> [PROBLEM] Reproduce every entry exactly.
----
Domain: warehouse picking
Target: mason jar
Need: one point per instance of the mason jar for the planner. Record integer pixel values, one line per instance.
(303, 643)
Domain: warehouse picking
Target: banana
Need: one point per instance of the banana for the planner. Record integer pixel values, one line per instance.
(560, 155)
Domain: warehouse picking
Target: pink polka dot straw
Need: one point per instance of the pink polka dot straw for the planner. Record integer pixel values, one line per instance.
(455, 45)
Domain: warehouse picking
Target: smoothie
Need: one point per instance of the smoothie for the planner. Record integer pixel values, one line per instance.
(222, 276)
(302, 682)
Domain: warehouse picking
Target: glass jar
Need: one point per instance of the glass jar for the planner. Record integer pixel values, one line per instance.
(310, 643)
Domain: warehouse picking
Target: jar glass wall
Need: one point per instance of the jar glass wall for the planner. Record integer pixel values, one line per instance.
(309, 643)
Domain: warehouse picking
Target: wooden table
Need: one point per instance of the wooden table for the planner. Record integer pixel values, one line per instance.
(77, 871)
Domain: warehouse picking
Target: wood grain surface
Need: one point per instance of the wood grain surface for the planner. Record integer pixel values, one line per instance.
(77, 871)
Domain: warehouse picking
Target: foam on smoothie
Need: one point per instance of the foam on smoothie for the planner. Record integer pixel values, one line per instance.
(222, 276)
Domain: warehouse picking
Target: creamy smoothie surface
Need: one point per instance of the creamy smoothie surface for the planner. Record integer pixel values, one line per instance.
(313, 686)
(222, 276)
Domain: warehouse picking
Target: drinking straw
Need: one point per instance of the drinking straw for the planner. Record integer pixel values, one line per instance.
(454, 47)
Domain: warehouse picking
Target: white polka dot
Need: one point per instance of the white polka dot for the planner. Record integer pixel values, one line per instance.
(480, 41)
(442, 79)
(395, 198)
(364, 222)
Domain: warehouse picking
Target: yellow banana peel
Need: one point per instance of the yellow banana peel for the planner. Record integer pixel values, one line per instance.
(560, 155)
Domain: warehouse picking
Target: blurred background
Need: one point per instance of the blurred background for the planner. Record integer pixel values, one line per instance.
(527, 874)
----
> [RESPONSE TO THIS EXERCISE]
Domain: warehouse picking
Target: mason jar
Need: one point per instance of the mason jar for the planner. Record integer pixel values, one line per instance.
(303, 643)
Domain: warehouse picking
Target: banana
Need: one point per instance of the banana for the planner. Record integer pixel values, one line per instance.
(560, 155)
Domain: warehouse picking
Target: pink polka dot straw
Need: one point per instance of the pink polka dot straw for the planner. Record integer pixel values, one line per instance.
(455, 45)
Domain: warehouse picking
Target: smoothie
Need: one point per instance of the smoothie for the planner. Record integer pixel values, one line per instance.
(222, 276)
(302, 682)
Domain: warehouse picking
Target: glass jar
Need: one point per instance of the glass jar for the planner. Record integer pixel values, one line per instance.
(310, 643)
Domain: warehouse picking
Target: jar glass wall
Need: one point per instance of the jar glass wall for the planner. Record integer pixel values, one line per instance.
(309, 643)
Domain: warehouse picking
Target: wooden table
Need: one point per instance of the wooden table for the planner. Record integer pixel values, one line per instance.
(77, 871)
Domain: warehouse picking
Target: wood grain surface
Need: one point per instance of the wood grain surface for the planner. Record integer pixel values, one line per instance.
(77, 871)
Domain: warehouse picking
Target: foam on smoothie
Need: one point per instance of the foam on smoothie for the planner. Record integer pixel values, one line per instance.
(222, 276)
Domain: warehouse picking
Target: creamy smoothie surface
Need: one point per instance of the creamy smoothie surface for the planner. Record integer pixel values, one line per instance.
(313, 686)
(222, 276)
Domain: warehouse picking
Target: drinking straw
Need: one point per instance of the drinking straw for the planner. Record integer pixel values, one line per instance.
(454, 47)
Domain: warehouse picking
Target: white polka dot
Need: one point per instance of the white polka dot for the planner. Record integer pixel values, one line per instance.
(480, 41)
(442, 79)
(395, 198)
(364, 222)
Domain: warehouse picking
Target: yellow banana peel
Need: one point per instance of the yellow banana peel for the planner. Record integer pixel values, one line per instance.
(560, 155)
Domain: warehouse picking
Target: blurred background
Need: one point per instance of the blurred background for the planner. Record integer pixel values, one line per instance.
(527, 874)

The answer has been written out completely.